▶ _Given exercise_: Starting at the line that contains "Target: ribbed concrete underside" and ending at the last line of the records, write out only those lines again, keeping every other line the same but multiplying each point coordinate in the answers by 1.6 and rounding to a whole number, with halves rounded up.

▶ _Input data_:
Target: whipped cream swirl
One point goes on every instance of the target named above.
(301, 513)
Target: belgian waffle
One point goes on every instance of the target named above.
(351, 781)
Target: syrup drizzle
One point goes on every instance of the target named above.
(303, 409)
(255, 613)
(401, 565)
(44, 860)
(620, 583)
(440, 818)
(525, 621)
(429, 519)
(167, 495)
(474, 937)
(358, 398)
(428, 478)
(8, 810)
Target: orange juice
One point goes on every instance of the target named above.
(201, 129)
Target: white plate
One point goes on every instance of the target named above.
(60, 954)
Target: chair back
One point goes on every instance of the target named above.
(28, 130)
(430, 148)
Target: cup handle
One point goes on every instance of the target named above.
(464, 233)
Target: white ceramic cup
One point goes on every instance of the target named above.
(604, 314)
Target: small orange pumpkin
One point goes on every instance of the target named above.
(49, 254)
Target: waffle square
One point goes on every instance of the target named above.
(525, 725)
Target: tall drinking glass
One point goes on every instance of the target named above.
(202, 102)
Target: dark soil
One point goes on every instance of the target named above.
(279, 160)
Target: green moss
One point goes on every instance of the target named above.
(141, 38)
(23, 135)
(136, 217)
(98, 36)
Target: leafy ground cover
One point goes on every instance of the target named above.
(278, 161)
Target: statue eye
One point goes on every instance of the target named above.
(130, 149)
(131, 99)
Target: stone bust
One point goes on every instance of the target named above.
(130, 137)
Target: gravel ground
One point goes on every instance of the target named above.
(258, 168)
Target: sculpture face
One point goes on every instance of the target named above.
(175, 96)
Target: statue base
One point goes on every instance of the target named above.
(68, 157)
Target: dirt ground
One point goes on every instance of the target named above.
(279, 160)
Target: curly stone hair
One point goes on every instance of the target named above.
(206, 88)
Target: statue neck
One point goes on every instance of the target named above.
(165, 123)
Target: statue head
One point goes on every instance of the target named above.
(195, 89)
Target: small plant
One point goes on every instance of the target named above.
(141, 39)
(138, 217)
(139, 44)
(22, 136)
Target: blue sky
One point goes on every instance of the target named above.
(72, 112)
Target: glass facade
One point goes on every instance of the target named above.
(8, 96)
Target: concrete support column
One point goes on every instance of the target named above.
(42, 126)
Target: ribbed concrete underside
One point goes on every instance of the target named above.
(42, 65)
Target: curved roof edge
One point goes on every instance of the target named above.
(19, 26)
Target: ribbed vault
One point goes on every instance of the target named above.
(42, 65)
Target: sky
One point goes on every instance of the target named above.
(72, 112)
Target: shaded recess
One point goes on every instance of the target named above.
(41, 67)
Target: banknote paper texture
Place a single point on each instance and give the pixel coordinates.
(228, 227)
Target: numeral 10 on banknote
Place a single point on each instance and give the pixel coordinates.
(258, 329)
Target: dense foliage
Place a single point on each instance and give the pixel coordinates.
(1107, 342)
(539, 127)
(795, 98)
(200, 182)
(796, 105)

▶ _Output for this exercise_:
Target: ribbed concrete underside
One point goes on every instance of the target named above.
(67, 104)
Target: curved roof edge
One point goes on every instance of the target named above.
(30, 42)
Target: ribbed vault
One point goes on every instance of the target named above.
(67, 104)
Target: sky
One point goes on every instance of the target named above.
(115, 179)
Target: shaded recess
One point goes on every instance of the target named above.
(66, 107)
Target: banknote paper texture
Place a single point on each instance and give the pixel coordinates.
(365, 363)
Target: numeral 10 on banknote
Place a single point on each instance and give the pixel coordinates.
(413, 526)
Target: dense foliage
Place a single point on each instance and give the pixel coordinates.
(1771, 547)
(862, 203)
(1272, 157)
(320, 291)
(1274, 168)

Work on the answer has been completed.